> Document segment:
====================

We did not deem it prudent to ask our respondents directly whether their Reported Judgment included a Name Premium added onto their Sincere Judgment, on the suspicion that insincere raters are unlikely to answer us sincerely. The challenge, then, was to elicit sincere judgments while finessing social desirability.
Reference Lee., Frederick. and Ariely.Lee et al. (2006) faced a similar challenge. Pub patrons tasted regular beer and “MIT brew” (beer laced with balsamic vinegar, which Lee et al. call “conceptually offensive”, p. 10). Some tasted the two beers blind. Others were informed before tasting. Blind tasters preferred the MIT brew. Informed tasters preferred the regular beer. Were the informed tasters expressing their sincere preference, or was their report shaped by social desirability? To answer this, a third group was given the tasting experience of the blind tasters, but the evaluation opportunity of the informed tasters (namely, they were informed of what they had drunk after the drinking, but before the evaluation). This group resembled the blind tasters, not the informed tasters. Apparently, their tasting experience was not altered retroactively by the “mildly unsettling news” of the balsamic vinegar lacing (p. 1056). Moreover, they declined an opportunity to report a more socially desirable, albeit insincere, evaluation.

====================

> Given exercise 1: Locate every line of the entries that contains the word "ceiling", matching case exactly, and copy each of those lines.
The passage on sincere judgments and the entries are unrelated to each other.

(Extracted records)
====================

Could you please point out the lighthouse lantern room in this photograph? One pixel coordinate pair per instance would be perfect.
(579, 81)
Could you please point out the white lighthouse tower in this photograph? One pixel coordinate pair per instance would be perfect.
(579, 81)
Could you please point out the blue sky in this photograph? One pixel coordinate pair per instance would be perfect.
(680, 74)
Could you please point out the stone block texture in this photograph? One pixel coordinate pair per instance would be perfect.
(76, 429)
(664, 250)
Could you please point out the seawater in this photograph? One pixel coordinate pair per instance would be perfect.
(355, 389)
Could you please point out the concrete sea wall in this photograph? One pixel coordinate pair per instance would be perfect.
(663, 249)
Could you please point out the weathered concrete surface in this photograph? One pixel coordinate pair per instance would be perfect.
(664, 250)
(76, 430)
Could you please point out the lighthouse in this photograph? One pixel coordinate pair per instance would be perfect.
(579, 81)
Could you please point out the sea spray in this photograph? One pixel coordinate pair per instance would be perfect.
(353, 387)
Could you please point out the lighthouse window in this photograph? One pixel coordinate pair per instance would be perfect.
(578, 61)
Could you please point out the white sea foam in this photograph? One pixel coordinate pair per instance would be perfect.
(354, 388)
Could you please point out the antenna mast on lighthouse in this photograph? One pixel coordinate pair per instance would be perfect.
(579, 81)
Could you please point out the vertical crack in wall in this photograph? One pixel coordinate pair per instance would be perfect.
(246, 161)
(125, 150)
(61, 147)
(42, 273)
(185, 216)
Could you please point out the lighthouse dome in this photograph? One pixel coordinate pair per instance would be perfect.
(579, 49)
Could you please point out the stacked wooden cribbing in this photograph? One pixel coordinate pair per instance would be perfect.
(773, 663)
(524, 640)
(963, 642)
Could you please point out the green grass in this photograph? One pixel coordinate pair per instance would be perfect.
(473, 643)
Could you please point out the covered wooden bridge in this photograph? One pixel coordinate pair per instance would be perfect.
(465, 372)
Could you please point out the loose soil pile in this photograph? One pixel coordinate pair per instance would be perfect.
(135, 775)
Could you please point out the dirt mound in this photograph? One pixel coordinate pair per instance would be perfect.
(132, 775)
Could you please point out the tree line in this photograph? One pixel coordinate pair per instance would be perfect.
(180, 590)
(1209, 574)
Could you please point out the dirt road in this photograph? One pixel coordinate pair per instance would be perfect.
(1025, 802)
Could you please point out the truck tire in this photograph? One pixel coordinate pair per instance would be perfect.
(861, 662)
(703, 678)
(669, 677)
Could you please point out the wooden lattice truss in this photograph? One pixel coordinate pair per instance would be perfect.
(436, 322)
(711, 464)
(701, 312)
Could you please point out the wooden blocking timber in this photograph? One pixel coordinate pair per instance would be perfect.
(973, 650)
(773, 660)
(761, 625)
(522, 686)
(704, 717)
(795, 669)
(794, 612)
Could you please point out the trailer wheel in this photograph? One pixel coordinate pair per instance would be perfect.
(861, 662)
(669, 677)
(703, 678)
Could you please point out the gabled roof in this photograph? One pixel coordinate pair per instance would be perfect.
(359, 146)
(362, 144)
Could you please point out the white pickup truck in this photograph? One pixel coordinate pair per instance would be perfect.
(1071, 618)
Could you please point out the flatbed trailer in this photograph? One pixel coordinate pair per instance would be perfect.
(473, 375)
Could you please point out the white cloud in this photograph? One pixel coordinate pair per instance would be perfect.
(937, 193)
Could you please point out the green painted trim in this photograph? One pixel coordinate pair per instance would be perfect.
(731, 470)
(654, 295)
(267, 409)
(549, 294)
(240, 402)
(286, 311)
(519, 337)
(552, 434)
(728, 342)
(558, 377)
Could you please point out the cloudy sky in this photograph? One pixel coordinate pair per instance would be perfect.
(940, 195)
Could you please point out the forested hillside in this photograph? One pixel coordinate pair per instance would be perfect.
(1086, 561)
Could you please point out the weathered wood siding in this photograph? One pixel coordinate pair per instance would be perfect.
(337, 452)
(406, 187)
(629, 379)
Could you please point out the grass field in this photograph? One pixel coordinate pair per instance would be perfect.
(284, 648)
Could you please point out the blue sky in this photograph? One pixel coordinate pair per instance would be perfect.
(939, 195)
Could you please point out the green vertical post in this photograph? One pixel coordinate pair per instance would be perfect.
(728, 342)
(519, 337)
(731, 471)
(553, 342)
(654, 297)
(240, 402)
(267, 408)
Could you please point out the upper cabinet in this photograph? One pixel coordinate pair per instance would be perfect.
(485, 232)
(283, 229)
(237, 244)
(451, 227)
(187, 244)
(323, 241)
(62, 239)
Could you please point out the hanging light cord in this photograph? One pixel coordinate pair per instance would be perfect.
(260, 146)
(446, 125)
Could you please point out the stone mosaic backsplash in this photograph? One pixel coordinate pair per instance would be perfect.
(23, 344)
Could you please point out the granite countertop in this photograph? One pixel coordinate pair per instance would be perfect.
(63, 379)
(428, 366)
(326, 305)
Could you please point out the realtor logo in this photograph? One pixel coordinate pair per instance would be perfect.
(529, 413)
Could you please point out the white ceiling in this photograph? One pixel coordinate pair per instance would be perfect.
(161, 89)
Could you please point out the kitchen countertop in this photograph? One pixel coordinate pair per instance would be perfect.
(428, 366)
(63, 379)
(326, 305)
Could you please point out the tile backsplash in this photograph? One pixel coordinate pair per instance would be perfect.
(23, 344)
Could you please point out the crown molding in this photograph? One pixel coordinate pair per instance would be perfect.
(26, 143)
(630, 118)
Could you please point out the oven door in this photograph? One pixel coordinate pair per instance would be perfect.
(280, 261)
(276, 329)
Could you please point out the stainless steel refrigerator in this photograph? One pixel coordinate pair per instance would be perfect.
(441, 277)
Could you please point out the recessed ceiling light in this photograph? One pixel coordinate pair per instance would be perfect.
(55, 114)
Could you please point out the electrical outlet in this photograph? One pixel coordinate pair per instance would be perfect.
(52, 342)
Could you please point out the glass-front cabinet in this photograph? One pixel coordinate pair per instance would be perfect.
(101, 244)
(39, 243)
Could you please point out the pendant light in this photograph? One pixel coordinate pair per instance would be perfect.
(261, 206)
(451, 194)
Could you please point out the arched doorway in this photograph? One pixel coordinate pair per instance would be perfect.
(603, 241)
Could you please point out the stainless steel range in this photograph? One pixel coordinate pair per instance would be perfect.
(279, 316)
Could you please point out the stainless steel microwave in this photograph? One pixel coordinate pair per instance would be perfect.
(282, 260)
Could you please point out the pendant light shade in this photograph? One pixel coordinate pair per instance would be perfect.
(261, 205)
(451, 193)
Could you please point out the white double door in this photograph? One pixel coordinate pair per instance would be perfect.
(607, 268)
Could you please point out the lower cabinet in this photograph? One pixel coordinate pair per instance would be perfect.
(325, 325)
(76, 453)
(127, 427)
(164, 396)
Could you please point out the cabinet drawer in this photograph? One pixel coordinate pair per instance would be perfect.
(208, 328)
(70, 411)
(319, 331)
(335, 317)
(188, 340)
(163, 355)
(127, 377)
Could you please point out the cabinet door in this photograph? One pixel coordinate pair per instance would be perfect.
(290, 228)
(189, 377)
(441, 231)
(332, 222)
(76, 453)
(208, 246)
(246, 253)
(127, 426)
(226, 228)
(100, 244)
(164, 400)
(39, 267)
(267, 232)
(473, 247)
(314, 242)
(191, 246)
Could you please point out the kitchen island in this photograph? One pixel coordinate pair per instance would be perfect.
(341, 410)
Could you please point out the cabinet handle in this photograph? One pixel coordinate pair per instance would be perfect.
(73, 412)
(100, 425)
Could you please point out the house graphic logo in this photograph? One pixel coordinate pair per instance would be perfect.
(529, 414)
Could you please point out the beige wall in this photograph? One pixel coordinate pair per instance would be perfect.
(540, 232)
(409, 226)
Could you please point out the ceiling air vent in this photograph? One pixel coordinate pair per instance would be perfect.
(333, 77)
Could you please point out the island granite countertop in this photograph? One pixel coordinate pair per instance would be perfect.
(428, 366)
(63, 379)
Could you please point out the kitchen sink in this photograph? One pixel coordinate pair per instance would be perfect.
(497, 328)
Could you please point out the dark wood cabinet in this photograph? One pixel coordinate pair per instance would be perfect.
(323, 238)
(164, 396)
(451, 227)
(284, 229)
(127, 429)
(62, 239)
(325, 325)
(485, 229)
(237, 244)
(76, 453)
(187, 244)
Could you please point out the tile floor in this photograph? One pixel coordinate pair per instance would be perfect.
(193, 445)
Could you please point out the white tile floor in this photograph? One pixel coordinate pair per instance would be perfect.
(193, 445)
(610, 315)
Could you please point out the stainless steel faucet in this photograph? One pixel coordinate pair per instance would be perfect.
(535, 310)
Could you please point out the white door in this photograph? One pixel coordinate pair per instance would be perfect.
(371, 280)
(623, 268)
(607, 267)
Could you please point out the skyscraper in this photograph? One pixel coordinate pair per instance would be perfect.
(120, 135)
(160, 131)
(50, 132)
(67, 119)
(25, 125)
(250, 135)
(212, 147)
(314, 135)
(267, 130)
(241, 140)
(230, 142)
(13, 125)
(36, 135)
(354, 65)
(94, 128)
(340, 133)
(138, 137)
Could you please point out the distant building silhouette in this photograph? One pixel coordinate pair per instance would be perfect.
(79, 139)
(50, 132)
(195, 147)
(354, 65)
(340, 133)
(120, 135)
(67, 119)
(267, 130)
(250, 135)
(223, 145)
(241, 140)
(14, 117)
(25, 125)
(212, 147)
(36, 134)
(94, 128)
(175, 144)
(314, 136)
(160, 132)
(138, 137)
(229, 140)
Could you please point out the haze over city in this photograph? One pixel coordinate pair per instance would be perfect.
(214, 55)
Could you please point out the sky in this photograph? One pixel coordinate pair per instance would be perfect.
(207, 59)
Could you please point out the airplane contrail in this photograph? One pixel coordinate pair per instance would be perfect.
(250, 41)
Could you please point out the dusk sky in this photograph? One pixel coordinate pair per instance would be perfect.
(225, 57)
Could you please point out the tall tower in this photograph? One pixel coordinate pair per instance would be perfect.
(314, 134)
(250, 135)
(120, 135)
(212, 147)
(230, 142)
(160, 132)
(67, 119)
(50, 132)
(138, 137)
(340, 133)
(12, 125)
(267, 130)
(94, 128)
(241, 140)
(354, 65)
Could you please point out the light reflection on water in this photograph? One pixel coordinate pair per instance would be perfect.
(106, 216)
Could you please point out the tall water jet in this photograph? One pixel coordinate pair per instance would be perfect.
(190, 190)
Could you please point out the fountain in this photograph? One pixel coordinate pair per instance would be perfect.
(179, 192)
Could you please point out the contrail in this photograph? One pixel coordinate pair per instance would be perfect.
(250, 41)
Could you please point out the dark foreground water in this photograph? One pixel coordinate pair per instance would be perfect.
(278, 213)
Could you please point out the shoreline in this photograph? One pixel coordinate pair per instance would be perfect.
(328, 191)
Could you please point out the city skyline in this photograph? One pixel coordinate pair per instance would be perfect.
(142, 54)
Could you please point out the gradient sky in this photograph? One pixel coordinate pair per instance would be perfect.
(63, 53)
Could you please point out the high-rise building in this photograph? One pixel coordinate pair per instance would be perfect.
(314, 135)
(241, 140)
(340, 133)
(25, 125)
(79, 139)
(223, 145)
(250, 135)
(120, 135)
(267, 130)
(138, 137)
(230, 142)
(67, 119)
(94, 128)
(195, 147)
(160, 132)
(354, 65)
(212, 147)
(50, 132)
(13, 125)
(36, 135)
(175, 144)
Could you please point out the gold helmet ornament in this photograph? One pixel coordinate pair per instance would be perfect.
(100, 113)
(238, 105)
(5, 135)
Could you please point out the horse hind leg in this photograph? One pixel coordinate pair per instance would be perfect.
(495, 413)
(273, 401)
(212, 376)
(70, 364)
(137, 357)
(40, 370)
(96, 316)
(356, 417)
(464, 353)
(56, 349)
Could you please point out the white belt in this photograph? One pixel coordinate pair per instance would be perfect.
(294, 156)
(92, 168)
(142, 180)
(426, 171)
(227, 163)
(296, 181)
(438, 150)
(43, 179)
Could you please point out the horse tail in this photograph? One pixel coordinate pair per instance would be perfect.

====================

> Given exercise 2: Extract the passage on sincere judgments in full, word for word.

> Problem solution 1:
Could you please point out the white ceiling in this photograph? One pixel coordinate pair per instance would be perfect.
Could you please point out the recessed ceiling light in this photograph? One pixel coordinate pair per instance would be perfect.
Could you please point out the ceiling air vent in this photograph? One pixel coordinate pair per instance would be perfect.

> Problem solution 2:
We did not deem it prudent to ask our respondents directly whether their Reported Judgment included a Name Premium added onto their Sincere Judgment, on the suspicion that insincere raters are unlikely to answer us sincerely. The challenge, then, was to elicit sincere judgments while finessing social desirability.
Reference Lee., Frederick. and Ariely.Lee et al. (2006) faced a similar challenge. Pub patrons tasted regular beer and “MIT brew” (beer laced with balsamic vinegar, which Lee et al. call “conceptually offensive”, p. 10). Some tasted the two beers blind. Others were informed before tasting. Blind tasters preferred the MIT brew. Informed tasters preferred the regular beer. Were the informed tasters expressing their sincere preference, or was their report shaped by social desirability? To answer this, a third group was given the tasting experience of the blind tasters, but the evaluation opportunity of the informed tasters (namely, they were informed of what they had drunk after the drinking, but before the evaluation). This group resembled the blind tasters, not the informed tasters. Apparently, their tasting experience was not altered retroactively by the “mildly unsettling news” of the balsamic vinegar lacing (p. 1056). Moreover, they declined an opportunity to report a more socially desirable, albeit insincere, evaluation.